Task item:
Reproduce the passage about the amicus curiae brief in the Ntaganda case word for word, from "An amicus curiae brief is" up to and including "non-international armed conflict.".

Reading text:
- Opening Delimiter -
Picture of part of the cover of the amicus curiae brief. text reads: IN THE CASE OF THE PROSECUTOR V. BOSCO NTAGANDA Public Document Amicus Curiae Observations Pursuant to Rule 103 of the Rules of Procedure and Evidence on Behalf of the Antiquities Coalition, Blue Shield International and Genocide Watch Source: Antiquities Coalition, Blue Shield International, and Genocide Watch

Working together with the Antiquities Coalition and Genocide Watch, Blue Shield International presented an Amicus Curiae brief to the International Criminal Court (ICC) in support of the Prosecutor, in The Prosecutor v. Bosco Ntaganda, a case regarding the situation in the Democratic Republic of Congo.

An amicus curiae brief is a brief submitted by an individual or organization that is not a party to a case but who assists a court by offering information, expertise, or insight that has a bearing on the issues in the case. The decision on whether to consider an amicus brief lies within the discretion of the court.

The 1998 Rome Statute of the ICC lays out, amongst other things, the definition of war crimes that the ICC can prosecute. Specific to cultural heritage, it prohibits “intentionally directing attacks against buildings dedicated to religion, education, art, science or charitable purposes, historic monuments [and] hospitals”. Article 8(2)(b)(ix)in international conflict, and Article 8(2)(e)(iv) in non-international armed conflict.
- Closing Delimiter -
Provided information:
- Opening Delimiter -
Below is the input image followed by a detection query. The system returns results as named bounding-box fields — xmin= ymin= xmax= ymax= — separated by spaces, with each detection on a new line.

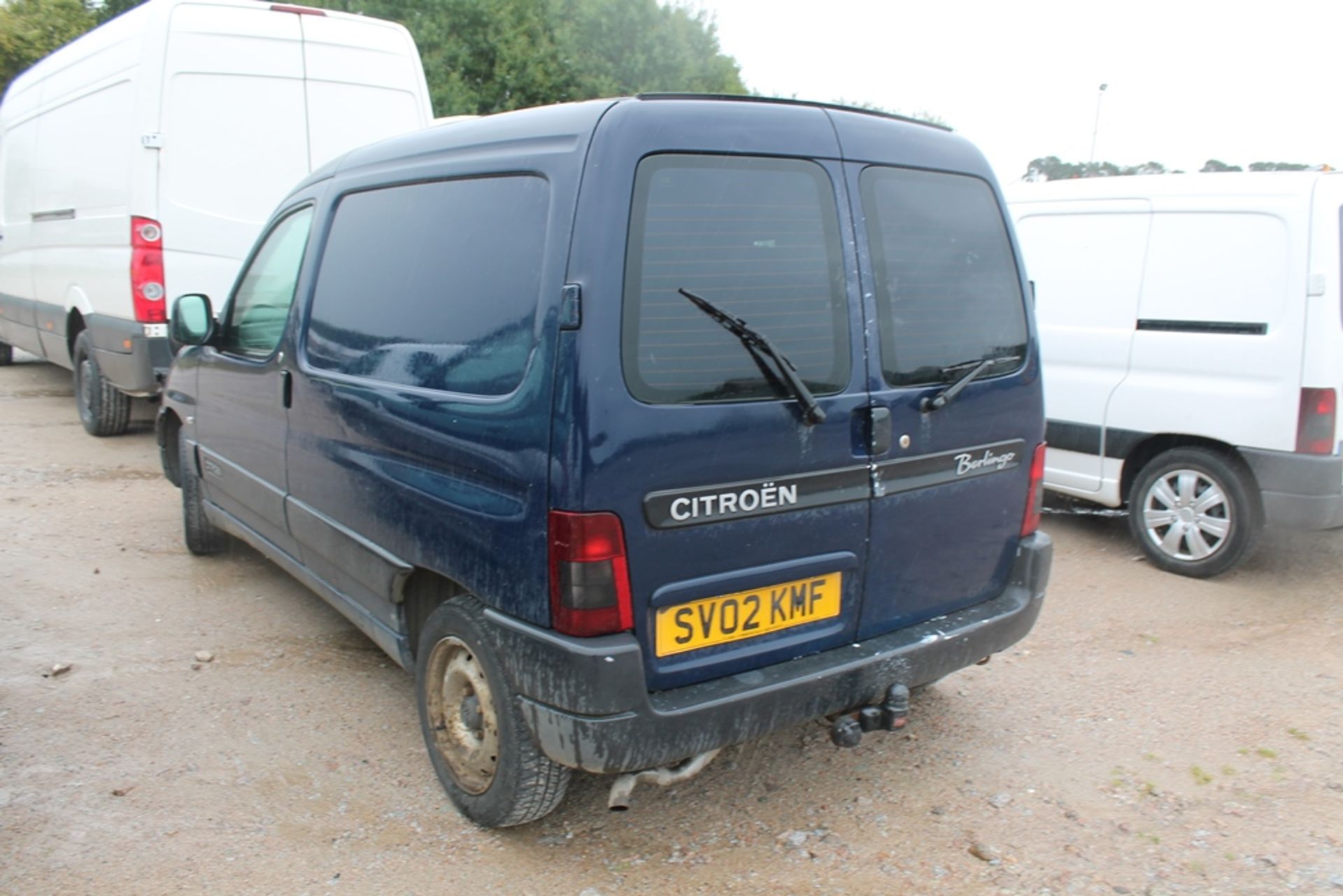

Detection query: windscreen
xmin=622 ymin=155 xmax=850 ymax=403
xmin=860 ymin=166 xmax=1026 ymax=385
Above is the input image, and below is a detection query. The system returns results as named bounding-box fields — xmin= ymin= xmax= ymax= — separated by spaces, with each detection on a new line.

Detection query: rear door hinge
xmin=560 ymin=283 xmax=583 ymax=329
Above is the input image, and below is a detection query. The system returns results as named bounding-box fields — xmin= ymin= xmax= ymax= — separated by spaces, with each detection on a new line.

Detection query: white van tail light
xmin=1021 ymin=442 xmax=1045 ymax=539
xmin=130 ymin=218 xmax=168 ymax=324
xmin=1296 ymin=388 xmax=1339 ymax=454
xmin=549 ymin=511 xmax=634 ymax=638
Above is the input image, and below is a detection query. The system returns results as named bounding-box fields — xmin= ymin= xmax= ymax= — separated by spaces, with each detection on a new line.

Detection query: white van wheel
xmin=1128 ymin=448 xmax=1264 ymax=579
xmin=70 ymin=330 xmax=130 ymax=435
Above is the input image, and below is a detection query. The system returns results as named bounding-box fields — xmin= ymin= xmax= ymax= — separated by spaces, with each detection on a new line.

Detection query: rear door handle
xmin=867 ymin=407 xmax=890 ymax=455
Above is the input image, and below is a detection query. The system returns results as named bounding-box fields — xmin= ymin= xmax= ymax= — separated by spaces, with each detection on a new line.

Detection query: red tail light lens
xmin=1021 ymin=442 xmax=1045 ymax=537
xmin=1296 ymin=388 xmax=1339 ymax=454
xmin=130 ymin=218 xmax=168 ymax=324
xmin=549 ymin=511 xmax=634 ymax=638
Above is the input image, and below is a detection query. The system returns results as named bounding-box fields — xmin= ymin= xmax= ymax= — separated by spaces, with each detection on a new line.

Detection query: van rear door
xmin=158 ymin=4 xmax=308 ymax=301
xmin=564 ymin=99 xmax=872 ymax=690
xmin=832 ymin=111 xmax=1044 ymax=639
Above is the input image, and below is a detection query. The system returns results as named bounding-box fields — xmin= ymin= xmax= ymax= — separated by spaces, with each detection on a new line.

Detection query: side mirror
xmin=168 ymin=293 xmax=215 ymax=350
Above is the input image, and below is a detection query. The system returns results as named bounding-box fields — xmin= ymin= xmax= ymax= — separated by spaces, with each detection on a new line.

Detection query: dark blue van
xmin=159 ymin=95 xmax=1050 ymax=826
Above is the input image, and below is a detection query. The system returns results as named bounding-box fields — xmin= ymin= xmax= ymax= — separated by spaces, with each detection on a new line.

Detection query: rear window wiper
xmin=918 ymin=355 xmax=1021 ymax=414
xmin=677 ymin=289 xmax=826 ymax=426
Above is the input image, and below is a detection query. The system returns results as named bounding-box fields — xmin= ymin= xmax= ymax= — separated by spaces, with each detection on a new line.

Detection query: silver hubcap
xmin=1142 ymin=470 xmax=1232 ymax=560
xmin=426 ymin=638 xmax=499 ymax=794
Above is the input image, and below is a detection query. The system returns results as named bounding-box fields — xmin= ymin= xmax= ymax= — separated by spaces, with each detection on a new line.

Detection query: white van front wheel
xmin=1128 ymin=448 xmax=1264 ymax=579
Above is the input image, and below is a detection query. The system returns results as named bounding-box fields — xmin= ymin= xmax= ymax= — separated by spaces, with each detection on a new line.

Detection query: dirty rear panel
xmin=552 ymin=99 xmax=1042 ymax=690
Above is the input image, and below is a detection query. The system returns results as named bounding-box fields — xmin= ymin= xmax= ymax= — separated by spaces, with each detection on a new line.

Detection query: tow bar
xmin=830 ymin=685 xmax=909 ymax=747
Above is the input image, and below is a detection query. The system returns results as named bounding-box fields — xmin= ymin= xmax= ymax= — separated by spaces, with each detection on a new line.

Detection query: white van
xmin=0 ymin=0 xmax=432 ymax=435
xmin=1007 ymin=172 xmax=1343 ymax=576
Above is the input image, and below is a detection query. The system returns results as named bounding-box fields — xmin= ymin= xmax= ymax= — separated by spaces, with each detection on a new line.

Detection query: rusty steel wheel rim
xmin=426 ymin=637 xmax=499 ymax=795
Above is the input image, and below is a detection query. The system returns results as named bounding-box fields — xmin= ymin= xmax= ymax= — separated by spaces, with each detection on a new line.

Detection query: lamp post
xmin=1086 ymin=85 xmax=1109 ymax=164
- Closing Delimiter -
Expected answer:
An amicus curiae brief is a brief submitted by an individual or organization that is not a party to a case but who assists a court by offering information, expertise, or insight that has a bearing on the issues in the case. The decision on whether to consider an amicus brief lies within the discretion of the court.

The 1998 Rome Statute of the ICC lays out, amongst other things, the definition of war crimes that the ICC can prosecute. Specific to cultural heritage, it prohibits “intentionally directing attacks against buildings dedicated to religion, education, art, science or charitable purposes, historic monuments [and] hospitals”. Article 8(2)(b)(ix)in international conflict, and Article 8(2)(e)(iv) in non-international armed conflict.